--- start of Input data ---

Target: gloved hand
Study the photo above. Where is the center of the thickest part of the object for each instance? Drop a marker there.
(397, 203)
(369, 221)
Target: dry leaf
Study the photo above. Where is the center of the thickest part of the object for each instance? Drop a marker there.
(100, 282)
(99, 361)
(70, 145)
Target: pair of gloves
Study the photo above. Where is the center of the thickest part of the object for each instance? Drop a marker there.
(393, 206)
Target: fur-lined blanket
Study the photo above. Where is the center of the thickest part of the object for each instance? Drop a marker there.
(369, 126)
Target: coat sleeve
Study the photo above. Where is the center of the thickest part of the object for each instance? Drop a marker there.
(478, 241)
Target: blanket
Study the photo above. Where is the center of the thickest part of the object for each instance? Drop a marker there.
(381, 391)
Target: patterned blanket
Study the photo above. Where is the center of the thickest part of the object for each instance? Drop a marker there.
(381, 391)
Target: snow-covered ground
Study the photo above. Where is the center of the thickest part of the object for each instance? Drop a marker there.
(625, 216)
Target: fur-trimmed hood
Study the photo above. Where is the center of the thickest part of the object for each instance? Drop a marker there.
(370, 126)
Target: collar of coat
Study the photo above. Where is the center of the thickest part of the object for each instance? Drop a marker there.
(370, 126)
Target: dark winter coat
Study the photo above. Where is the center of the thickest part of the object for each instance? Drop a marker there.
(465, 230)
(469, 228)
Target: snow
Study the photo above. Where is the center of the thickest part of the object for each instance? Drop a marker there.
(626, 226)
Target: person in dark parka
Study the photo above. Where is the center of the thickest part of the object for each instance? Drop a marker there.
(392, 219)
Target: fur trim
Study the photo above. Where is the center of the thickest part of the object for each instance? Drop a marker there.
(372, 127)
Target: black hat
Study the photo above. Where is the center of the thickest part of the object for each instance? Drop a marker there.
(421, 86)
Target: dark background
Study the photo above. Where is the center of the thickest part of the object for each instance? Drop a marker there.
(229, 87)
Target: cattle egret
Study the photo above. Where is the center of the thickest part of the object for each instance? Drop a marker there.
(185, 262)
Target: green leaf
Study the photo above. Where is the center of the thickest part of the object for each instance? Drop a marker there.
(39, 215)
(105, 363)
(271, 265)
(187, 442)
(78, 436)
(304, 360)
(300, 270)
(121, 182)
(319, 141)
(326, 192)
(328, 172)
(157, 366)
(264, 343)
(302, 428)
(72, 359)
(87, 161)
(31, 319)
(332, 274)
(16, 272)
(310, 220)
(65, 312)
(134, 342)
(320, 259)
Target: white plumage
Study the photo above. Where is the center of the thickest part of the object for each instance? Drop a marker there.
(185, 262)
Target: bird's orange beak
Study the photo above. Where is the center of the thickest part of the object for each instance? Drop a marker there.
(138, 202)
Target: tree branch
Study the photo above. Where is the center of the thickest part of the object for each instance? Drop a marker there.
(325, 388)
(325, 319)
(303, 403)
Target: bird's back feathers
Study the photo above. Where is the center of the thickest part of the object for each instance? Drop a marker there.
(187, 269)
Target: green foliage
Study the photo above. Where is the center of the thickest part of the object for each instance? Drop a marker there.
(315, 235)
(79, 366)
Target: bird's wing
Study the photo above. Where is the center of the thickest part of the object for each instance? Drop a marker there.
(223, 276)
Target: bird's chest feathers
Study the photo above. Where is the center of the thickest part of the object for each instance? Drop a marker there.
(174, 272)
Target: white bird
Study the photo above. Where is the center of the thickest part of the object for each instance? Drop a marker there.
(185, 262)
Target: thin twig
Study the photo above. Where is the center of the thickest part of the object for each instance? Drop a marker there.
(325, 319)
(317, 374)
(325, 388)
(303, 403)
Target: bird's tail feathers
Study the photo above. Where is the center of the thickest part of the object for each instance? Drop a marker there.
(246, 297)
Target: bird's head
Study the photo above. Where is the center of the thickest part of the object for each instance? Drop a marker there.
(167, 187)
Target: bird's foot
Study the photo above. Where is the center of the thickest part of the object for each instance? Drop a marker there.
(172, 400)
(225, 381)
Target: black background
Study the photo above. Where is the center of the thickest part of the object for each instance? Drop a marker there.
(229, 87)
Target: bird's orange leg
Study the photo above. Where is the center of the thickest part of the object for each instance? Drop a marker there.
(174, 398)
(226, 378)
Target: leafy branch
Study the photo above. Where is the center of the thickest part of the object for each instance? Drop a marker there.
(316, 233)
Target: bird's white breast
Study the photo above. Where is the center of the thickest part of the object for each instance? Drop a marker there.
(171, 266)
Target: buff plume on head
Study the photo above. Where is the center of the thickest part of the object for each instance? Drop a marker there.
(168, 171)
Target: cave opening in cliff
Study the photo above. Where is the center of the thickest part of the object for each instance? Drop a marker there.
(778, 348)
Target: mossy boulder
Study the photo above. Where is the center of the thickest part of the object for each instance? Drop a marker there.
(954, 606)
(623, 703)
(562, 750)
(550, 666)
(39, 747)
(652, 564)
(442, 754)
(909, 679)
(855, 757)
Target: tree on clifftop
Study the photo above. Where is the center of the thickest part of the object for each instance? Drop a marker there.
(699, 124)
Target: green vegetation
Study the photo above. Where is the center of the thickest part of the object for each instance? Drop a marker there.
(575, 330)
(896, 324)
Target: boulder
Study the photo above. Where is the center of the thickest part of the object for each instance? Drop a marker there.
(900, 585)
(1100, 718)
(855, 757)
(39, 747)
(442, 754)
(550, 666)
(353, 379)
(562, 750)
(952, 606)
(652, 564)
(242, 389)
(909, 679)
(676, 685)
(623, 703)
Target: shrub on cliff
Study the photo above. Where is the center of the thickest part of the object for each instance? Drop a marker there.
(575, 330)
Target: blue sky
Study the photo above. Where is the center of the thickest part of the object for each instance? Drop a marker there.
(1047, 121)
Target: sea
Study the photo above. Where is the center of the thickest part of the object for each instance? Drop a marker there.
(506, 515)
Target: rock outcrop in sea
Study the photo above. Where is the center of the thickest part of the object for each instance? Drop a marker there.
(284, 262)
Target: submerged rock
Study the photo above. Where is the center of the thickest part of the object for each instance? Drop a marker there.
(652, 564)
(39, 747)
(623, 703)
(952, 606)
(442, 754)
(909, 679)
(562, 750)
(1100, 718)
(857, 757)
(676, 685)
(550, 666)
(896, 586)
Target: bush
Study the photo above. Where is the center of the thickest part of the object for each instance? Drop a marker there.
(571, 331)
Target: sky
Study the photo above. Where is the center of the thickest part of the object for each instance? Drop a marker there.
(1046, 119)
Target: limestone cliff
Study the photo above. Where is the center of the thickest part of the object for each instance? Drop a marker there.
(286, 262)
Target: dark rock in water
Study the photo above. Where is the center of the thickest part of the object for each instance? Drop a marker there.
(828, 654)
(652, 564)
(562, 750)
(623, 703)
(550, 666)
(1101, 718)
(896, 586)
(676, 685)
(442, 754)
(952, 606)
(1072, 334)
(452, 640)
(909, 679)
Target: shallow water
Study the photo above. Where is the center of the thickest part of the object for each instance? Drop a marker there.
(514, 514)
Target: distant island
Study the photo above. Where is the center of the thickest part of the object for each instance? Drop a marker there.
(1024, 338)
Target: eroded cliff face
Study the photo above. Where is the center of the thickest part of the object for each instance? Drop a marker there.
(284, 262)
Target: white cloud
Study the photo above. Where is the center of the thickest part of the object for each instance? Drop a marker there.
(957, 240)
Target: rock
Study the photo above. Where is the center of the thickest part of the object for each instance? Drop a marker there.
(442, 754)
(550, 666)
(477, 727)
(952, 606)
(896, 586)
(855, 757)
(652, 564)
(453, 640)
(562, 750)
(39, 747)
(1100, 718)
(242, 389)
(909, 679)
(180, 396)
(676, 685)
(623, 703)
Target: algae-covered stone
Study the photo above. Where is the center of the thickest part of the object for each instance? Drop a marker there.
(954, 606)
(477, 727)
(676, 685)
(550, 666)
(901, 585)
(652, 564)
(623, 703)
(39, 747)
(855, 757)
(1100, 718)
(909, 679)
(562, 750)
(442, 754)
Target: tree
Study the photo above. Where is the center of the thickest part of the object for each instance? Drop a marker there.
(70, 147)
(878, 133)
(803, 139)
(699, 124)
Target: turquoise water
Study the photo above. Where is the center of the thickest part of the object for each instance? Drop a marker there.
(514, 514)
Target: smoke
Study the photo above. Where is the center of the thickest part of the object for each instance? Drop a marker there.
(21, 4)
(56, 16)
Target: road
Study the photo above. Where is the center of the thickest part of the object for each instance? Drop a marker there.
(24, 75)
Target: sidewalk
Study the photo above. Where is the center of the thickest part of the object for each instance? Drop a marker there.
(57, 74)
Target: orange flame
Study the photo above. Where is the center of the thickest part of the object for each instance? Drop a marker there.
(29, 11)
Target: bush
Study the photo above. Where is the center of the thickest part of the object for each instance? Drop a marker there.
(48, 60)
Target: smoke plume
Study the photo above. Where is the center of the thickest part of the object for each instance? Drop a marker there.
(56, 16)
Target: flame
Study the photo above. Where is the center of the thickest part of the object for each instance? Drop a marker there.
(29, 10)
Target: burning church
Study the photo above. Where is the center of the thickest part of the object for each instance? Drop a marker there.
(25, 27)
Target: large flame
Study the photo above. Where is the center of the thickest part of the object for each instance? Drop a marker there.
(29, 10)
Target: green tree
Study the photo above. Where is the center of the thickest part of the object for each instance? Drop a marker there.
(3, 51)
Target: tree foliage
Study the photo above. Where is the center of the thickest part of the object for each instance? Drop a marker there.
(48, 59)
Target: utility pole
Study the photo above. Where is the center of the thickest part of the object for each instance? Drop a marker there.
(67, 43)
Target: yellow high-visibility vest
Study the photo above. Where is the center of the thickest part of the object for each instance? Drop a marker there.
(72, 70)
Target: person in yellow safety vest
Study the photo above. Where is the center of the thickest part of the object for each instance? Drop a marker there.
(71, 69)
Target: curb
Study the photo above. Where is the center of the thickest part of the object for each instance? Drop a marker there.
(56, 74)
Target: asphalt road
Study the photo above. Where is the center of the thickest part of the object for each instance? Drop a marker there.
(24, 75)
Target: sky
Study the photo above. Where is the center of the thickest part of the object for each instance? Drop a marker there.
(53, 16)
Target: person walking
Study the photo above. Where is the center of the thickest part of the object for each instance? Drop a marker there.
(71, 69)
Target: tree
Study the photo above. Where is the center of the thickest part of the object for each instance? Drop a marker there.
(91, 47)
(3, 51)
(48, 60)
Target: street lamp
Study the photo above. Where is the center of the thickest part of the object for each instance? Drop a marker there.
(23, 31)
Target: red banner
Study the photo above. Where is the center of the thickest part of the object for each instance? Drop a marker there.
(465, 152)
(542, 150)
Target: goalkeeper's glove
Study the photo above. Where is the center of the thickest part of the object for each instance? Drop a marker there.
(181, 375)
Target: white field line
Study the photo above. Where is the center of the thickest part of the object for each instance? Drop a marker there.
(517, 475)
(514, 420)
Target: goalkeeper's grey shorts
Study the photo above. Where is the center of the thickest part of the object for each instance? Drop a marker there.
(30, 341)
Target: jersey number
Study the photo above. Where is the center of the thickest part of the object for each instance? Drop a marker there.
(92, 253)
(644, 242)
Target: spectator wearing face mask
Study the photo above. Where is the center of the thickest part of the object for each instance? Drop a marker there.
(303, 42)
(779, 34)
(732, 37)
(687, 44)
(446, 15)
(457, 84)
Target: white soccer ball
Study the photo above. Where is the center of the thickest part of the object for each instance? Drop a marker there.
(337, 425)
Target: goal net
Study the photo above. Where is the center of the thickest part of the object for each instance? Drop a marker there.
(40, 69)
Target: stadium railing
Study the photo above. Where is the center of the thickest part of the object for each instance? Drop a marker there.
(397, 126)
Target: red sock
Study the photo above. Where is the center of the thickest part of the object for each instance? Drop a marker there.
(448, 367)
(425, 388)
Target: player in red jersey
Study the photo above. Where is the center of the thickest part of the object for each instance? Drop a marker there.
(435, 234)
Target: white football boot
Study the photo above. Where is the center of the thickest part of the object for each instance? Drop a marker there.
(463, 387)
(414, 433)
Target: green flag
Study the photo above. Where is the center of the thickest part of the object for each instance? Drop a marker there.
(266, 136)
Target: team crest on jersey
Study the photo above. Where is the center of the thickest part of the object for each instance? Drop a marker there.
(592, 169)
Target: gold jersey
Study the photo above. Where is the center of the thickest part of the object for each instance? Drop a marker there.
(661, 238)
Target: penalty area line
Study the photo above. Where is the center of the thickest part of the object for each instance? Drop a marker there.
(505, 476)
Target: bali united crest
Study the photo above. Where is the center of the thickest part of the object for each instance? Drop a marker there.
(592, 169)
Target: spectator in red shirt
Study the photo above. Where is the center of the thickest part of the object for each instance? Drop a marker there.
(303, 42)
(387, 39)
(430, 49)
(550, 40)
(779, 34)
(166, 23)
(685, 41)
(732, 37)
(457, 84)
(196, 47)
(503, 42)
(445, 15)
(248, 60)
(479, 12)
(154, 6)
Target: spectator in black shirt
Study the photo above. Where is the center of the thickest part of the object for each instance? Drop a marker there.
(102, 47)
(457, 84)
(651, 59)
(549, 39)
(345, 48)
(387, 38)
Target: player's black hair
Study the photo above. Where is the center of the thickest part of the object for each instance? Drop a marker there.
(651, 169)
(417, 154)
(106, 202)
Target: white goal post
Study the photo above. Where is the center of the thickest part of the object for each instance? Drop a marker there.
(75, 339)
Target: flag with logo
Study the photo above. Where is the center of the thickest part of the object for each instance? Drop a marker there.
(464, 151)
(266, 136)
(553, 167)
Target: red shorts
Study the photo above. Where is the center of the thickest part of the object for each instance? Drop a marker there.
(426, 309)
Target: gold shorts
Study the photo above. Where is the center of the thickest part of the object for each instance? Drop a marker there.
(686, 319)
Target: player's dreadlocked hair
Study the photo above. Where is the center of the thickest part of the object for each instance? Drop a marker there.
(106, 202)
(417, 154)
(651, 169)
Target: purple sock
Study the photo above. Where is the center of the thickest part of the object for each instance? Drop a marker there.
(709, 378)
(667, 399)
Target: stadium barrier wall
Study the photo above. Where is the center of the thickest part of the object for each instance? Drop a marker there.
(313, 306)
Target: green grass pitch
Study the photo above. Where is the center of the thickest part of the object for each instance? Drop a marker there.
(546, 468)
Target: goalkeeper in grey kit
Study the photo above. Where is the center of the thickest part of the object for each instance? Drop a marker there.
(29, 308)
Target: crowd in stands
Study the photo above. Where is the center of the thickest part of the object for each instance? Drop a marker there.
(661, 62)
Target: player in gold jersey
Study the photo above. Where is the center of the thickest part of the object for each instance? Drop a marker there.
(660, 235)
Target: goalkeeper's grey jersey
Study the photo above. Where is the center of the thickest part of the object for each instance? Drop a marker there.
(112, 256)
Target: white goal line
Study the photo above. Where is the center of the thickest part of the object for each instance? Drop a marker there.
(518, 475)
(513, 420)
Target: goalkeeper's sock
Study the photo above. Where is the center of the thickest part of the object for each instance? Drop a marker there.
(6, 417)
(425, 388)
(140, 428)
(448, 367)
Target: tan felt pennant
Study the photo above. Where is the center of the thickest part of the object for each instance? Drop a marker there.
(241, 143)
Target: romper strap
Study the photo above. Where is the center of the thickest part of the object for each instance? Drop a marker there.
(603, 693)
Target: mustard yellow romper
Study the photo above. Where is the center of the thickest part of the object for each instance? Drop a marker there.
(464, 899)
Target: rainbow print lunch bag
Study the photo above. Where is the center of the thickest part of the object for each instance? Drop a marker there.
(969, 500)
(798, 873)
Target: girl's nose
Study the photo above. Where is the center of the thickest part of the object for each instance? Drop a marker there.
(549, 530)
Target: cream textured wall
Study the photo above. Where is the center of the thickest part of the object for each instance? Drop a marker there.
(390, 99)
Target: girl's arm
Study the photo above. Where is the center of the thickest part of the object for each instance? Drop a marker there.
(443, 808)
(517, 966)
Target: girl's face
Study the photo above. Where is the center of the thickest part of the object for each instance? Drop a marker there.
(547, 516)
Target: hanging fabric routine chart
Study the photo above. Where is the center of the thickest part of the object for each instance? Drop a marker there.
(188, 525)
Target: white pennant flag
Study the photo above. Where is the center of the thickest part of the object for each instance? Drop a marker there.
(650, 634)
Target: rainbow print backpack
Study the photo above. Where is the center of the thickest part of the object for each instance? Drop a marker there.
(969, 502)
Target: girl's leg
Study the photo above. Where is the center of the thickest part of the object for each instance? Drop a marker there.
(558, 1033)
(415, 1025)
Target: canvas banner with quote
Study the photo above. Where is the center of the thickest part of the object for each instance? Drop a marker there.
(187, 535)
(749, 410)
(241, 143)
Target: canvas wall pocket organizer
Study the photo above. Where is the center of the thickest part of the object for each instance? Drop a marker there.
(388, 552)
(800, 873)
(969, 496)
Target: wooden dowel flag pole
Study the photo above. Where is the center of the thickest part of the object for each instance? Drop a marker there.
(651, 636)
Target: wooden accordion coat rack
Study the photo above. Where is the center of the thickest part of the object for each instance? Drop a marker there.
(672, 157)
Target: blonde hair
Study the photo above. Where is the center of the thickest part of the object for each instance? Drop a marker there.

--- end of Input data ---

Give again only the lines starting at the one that contains "Target: canvas wall pocket organizer" and running to the end of the data.

# Response to this exercise:
Target: canvas wall pocket organizer
Study the photo above. Where is the center of the thickest part of the object for each instance? Drop a marker there.
(388, 552)
(800, 873)
(969, 496)
Target: wooden dowel flag pole
Study the photo above. Where is the center of the thickest part of the object for each instance? Drop a marker there.
(651, 636)
Target: wooden accordion coat rack
Study the photo above. Where is the center of the thickest part of the object for each instance? Drop a marker there.
(672, 157)
Target: blonde hair
Study the photo above. Where is the center of the thickest part of the object for each instance? Drop a marker there.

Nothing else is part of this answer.